Antenna SQL Tutorial: Custom Attribution Model

👍

This is Part 2 of the Antenna SQL Tutorial. In Part 1 we calculated custom Reach and Frequency metrics.

Beeswax Reporting has built in attribution models today, but based on your advertising strategy you may seek a more custom solution for assigning credit for a conversion across line items.

With Antenna, all the log data is available and it’s possible to develop a more complicated attribution model. We’ll build a rudimentary time-decay model to show how this could work.

Time-decay attribution models split credit across multiple touch-points, but more favorably weigh credit towards more recent touchpoints. For the purposes of example, we won’t differentiate between view-through and click-through conversions and weigh them equally. Thus, the major factor in building our time-decay model will be distance from the conversion. To represent this, we’ll use a formula where an impression’s credit for attributing a conversion halves every 7 days.

This formula is expressed as 2^(-x/7) where x is the number of days prior to the conversion event. For example, 2^-1 = 2^(-7/7) = 0.5 and 2^-2 = 2^(-14/7) = 0.25. We can use these as weightings to determine which impressions should receive more or less credit.

We’ll begin by pulling the time between a conversion and all of the associated user’s impressions. Our end goal will be to see conversion by line item, so we’ll also pull the line item’s ID as well. I’m going to use the WITH keyword to create a Common Table Expression, so I can use these results later in the query -- this is a reusable subquery you can refer to by name in your query (the same result could be achieved with a subquery). If you’d like to learn more about CTEs, you can read more here.

WITH time_decay_diffs AS (
SELECT
	conversion_id,
	imps.line_item_id,
	DATEDIFF('DAY', convs.rx_time_ltz, imps.bid_time_utc) AS days_diff
FROM shared_conversions_view AS convs
JOIN shared_impression_details_view AS imps
  ON convs.user_id = imps.user_id
  -- This part is less intuitive, but we only want to join impressions that happened before the conversion otherwise it didn't really have an effect.

**To do:**
1) Decide whether each statement below agrees with the attribution tutorial above. Answer yes or no for each and quote the words from the tutorial that decide it.
(a) The model gives click-through conversions more weight than view-through conversions.
(b) In the model, an impression's credit halves every 7 days.
(c) A subquery could produce the same result as the Common Table Expression.
2) According to the attribution tutorial above, which keyword creates the Common Table Expression?

**Excerpted data:**
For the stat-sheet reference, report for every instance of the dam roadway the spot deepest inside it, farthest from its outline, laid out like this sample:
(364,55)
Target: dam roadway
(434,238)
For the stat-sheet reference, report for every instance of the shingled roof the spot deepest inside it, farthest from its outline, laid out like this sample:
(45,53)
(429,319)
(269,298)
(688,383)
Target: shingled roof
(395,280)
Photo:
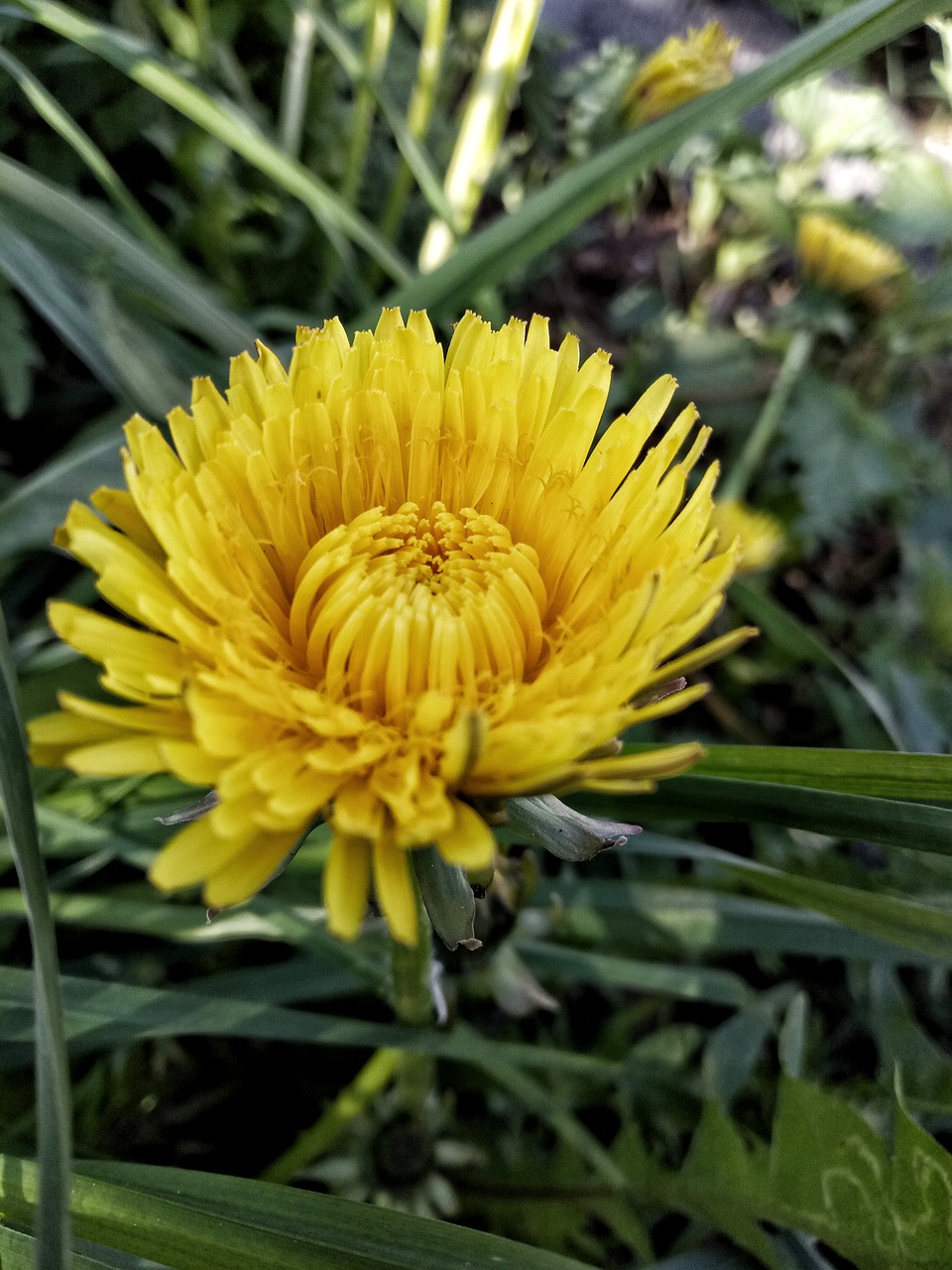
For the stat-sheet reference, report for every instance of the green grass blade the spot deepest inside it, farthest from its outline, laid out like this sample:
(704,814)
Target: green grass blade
(809,645)
(682,982)
(188,302)
(19,1252)
(547,216)
(62,122)
(37,506)
(892,919)
(411,148)
(139,62)
(54,293)
(98,1015)
(206,1222)
(918,826)
(875,772)
(692,921)
(54,1114)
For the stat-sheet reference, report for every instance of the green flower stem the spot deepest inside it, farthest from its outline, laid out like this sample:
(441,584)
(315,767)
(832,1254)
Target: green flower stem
(411,970)
(373,1078)
(758,443)
(298,77)
(413,1003)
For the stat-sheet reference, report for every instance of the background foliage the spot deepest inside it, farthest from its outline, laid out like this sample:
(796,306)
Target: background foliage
(728,1040)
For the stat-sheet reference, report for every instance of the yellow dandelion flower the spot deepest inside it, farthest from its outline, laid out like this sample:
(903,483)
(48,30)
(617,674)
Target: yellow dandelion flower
(844,259)
(682,68)
(380,587)
(758,535)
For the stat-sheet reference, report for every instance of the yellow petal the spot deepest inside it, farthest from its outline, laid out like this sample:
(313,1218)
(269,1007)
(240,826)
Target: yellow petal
(347,879)
(249,870)
(395,890)
(470,843)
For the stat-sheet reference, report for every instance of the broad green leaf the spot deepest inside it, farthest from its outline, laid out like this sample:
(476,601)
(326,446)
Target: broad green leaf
(194,1220)
(18,1251)
(98,1015)
(225,122)
(825,1173)
(186,300)
(44,994)
(896,920)
(875,772)
(21,356)
(60,119)
(544,217)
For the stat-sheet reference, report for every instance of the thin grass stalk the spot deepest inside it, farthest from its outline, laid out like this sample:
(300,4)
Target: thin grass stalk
(298,79)
(53,1072)
(380,33)
(758,441)
(419,111)
(484,118)
(417,160)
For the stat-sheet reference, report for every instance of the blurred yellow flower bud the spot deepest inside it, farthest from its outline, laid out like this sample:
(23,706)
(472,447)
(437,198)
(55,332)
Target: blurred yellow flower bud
(847,261)
(682,68)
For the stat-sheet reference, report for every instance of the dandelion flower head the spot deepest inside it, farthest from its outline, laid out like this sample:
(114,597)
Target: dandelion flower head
(382,585)
(682,68)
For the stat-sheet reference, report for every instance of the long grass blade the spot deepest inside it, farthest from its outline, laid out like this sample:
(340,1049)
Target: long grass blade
(54,1114)
(492,255)
(141,64)
(188,300)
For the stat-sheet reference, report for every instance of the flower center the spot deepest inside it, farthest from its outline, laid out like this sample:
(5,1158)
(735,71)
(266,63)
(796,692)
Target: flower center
(391,606)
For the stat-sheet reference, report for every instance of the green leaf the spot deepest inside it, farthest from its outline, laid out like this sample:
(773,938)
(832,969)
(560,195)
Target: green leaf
(546,217)
(56,295)
(37,506)
(186,300)
(875,772)
(53,113)
(53,1070)
(809,645)
(18,1251)
(696,921)
(918,826)
(826,1173)
(892,919)
(194,1220)
(98,1015)
(21,356)
(683,982)
(226,122)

**Worked solutions:**
1)
(a) No: "we won’t differentiate between view-through and click-through conversions and weigh them equally"
(b) Yes: "an impression’s credit for attributing a conversion halves every 7 days"
(c) Yes: "the same result could be achieved with a subquery"

2) The WITH keyword.